[Text excerpt]:
# # # #

If you held MOS 0689 you owned the defensive side of Marine Corps cyberspace. Cybersecurity Technicians (the billet is also carried as Defense Cyberspace Chief in the current Marine COOL listing) write and supervise the security policies, plans, and procedures that protect Marine networks, then make sure the network actually meets the certification standard before it goes operational. The day-to-day is defensive cyber: tuning intrusion detection sensors, running down anomalies, leading incident response when something trips, performing computer forensics on compromised systems, and advising the commander on whether the communications and information systems are genuinely secure. You also ran top-down risk assessments to validate the unit's cybersecurity posture and trained every user on the network in good security hygiene.
0689 is a senior, primary MOS held at sergeant and above, often reached as a lateral move after years in another communications or IT specialty. That matters to a civilian reader of this page. Unlike an entry-level analyst, a 0689 walks into the civilian market with a clearance, real defensive-operations reps, and the authority to have signed off on a network's accreditation. This is a step up in responsibility from the Marine 0681 Information Security Technician, whose lane is COMSEC and cryptographic key management. The 0689 lane is detection, response, forensics, and accreditation across the whole enclave.
The skills transfer cleanly because the civilian cybersecurity field is built around the exact functions 0689s perform: monitoring, detection, incident handling, forensics, and risk management framework compliance. To see how your background lines up against adjacent roles, start with the military career crosswalk tool, and if you are weighing which credentials carry weight on the outside, our guide to cybersecurity certifications for veterans is a solid first read.
BMR has built more than 60,000 resumes across every MOS, and 0689s convert to cleared security-analyst and SOC offers about as fast as any background we see, as long as the resume turns "advised the commander on network security posture" into a measurable defensive-operations record a civilian hiring panel can score. The clearance and the SOC reps open the door. The translation lands the offer. — Brad Tachi, Navy Diver veteran & BMR founder
The number that matters when you're deciding what's next: how does civilian pay compare to what you make now?
Military comp is approximate (varies by location/dependents). Civilian is BLS median. Federal includes locality pay. Your real number depends on duty station, family status, GS step, and overtime.
Demand for defensive cyber talent is strong, and a former 0689 walks in with the operational reps that civilian-trained analysts often lack. The match is direct: the monitoring, detection, incident response, and forensics you ran in uniform are the daily work of a security operations center.
According to the Bureau of Labor Statistics (OEWS, May 2024), information security analysts earn a median annual wage of $124,910 (O*NET 15-1212.00), and BLS projects the occupation to grow far faster than average through 2033. Adjacent technical roles also pay well: computer systems analysts at $103,790 (O*NET 15-1211.00), computer network architects at $130,390 (O*NET 15-1241.00), and network and computer systems administrators at $96,800 (O*NET 15-1244.00). If you want a lower-friction first rung while you stack certifications, computer network support specialists sit at a $73,340 median (O*NET 15-1231.00).

# # # #

[Provided information]:

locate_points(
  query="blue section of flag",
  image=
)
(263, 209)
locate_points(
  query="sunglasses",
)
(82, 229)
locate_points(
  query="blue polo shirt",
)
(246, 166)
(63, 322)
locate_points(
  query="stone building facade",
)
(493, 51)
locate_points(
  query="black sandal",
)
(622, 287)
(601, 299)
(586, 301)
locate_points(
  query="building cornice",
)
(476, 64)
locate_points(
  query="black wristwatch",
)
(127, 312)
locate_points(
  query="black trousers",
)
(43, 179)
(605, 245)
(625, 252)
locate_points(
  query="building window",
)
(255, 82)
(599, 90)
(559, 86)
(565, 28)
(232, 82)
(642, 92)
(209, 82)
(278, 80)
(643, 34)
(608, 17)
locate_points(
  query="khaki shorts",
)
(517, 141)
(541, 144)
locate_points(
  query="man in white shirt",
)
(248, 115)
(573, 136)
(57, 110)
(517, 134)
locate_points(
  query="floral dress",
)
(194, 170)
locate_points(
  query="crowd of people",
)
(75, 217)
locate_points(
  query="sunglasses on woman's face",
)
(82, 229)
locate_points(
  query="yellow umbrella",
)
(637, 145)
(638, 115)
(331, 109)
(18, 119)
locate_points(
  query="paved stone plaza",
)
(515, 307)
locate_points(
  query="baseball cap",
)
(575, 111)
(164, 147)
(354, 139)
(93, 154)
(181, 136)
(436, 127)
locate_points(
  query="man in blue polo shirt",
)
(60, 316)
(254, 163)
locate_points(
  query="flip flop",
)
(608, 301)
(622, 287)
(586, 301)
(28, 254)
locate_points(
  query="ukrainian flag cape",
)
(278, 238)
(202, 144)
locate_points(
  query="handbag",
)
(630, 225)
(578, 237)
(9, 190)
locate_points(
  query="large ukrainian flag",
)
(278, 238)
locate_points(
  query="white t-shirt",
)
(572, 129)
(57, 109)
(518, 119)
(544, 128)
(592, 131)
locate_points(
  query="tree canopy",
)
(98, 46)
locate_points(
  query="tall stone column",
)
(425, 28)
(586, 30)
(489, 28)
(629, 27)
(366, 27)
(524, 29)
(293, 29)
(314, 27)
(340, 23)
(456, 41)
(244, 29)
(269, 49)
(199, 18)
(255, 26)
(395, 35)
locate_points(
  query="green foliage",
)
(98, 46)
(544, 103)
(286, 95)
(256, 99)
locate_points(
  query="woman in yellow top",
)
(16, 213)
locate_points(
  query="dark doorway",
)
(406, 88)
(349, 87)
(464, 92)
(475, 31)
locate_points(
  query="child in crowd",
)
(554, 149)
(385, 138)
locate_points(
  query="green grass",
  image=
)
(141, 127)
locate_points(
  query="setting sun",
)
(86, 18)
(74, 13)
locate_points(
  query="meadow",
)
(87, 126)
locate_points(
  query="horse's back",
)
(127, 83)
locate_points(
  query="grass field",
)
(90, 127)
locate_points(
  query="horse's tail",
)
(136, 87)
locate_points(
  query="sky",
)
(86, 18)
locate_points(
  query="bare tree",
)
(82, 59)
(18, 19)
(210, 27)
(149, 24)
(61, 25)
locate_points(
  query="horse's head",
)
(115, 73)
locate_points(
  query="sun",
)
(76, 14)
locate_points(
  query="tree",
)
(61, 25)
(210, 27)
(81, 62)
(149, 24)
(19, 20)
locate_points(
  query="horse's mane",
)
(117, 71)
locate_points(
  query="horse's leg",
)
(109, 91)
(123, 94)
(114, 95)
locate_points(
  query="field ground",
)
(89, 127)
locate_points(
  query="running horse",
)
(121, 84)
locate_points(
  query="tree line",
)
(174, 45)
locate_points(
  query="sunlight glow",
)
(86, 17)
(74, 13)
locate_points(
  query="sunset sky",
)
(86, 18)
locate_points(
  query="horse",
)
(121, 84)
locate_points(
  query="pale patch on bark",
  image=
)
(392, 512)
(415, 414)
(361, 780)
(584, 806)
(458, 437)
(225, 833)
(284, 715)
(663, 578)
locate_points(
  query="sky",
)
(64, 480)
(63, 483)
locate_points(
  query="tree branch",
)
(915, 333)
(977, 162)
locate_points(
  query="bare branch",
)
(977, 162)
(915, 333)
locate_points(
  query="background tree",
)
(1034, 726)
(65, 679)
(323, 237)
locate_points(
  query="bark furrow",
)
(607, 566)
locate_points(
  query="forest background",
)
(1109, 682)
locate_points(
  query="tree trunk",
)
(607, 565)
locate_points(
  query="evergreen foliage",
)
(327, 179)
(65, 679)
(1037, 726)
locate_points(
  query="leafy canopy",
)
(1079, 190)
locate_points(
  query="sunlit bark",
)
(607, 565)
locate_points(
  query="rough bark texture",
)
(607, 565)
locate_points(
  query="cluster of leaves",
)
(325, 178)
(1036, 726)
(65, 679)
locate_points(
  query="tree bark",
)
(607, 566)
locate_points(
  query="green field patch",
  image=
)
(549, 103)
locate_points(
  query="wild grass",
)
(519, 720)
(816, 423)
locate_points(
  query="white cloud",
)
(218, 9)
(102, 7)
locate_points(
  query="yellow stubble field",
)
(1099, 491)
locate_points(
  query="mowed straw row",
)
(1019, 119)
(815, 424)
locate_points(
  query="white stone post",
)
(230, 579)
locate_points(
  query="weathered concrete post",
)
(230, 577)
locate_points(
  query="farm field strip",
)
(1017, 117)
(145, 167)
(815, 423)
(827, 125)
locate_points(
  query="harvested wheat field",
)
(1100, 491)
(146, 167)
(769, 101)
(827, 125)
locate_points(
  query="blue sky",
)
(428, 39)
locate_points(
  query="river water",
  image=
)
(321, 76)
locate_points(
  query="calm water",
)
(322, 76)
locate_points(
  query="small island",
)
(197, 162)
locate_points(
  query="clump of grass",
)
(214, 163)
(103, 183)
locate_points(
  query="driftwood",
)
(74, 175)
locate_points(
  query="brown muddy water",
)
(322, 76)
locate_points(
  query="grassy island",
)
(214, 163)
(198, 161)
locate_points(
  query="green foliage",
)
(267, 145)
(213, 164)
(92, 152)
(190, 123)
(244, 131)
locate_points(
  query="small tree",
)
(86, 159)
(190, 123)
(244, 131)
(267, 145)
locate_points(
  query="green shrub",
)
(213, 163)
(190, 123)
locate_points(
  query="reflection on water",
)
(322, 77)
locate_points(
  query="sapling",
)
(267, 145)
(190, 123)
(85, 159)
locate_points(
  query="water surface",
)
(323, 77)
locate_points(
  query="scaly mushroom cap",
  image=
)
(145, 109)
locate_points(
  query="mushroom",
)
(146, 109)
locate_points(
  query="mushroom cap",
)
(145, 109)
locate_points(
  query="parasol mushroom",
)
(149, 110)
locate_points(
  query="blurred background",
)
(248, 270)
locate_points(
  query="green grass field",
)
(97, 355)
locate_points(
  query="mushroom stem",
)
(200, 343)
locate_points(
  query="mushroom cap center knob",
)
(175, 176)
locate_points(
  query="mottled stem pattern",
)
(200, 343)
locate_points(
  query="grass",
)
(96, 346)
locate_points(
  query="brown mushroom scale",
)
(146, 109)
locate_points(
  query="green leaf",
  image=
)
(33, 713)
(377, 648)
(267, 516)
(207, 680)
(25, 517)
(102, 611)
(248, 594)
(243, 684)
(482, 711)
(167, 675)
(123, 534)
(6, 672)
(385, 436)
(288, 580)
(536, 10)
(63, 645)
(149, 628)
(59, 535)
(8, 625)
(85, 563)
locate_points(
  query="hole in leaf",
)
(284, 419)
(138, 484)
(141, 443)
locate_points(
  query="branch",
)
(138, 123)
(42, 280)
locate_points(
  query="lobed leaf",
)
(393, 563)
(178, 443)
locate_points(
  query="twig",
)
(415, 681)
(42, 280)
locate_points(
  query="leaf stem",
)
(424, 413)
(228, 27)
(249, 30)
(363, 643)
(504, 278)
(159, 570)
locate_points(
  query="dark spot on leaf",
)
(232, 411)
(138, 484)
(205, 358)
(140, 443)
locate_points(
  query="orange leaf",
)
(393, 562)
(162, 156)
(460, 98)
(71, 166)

# # # #

[Written task]: Revise the MOS 0689 text by rewriting everything from "BMR has built" down to "you make now?" with "hiring panel" changed to "hiring committee".

[Exercise output]:
BMR has built more than 60,000 resumes across every MOS, and 0689s convert to cleared security-analyst and SOC offers about as fast as any background we see, as long as the resume turns "advised the commander on network security posture" into a measurable defensive-operations record a civilian hiring committee can score. The clearance and the SOC reps open the door. The translation lands the offer. — Brad Tachi, Navy Diver veteran & BMR founder
The number that matters when you're deciding what's next: how does civilian pay compare to what you make now?